_ТЕКСТ ДЛЯ ЧТЕНИЯ_

┄┄┄┄┄┄

Убедившись, что хлопоты Сеченова ни к чему не привели, Мария Александровна написала прошение военному министру с просьбой допустить ее на третий курс академии в качестве своекоштной студентки, с тем чтобы в дальнейшем уехать в любое место, куда ее направит начальство.
26 мая 1864 года в ответ на это прошение президент Медико-хирургической академии Дубовицкий подписал следующий документ:
«От президента Императорской Медико-Хирургической Академии на поданное женою доктора Марией Боковой Военному Министру прошение о разрешении ей вступить в Медико-Хирургическую Академию своекоштною воспитанницей, по приказанию его Превосходительства, объявляется, что положением о Медико-Хирургической Академии не разрешено ей принимать лиц женского пола в число своих воспитанников и допускать к посещению лекций и что по новому уставу для университетов лица женского пола не принимаются также в число воспитанников, а по утвержденным для каждого из университетов правилам оне не допускаются даже к посещению лекций в числе посторонних слушателей, а потому означенное прошение Боковой не может быть удовлетворено».

┄┄┄┄┄┄

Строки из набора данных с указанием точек
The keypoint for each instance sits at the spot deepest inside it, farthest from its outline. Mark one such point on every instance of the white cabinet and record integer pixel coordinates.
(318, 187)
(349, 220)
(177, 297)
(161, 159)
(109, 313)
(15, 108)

┄┄┄┄┄┄

_СУТЬ ЗАДАНИЯ_
Процитируйте полностью, слово в слово, текст о прошении Марии Боковой. Записи здесь никакой роли не играют.

_ОТВЕТ НА ЗАДАНИЕ_
Убедившись, что хлопоты Сеченова ни к чему не привели, Мария Александровна написала прошение военному министру с просьбой допустить ее на третий курс академии в качестве своекоштной студентки, с тем чтобы в дальнейшем уехать в любое место, куда ее направит начальство.
26 мая 1864 года в ответ на это прошение президент Медико-хирургической академии Дубовицкий подписал следующий документ:
«От президента Императорской Медико-Хирургической Академии на поданное женою доктора Марией Боковой Военному Министру прошение о разрешении ей вступить в Медико-Хирургическую Академию своекоштною воспитанницей, по приказанию его Превосходительства, объявляется, что положением о Медико-Хирургической Академии не разрешено ей принимать лиц женского пола в число своих воспитанников и допускать к посещению лекций и что по новому уставу для университетов лица женского пола не принимаются также в число воспитанников, а по утвержденным для каждого из университетов правилам оне не допускаются даже к посещению лекций в числе посторонних слушателей, а потому означенное прошение Боковой не может быть удовлетворено».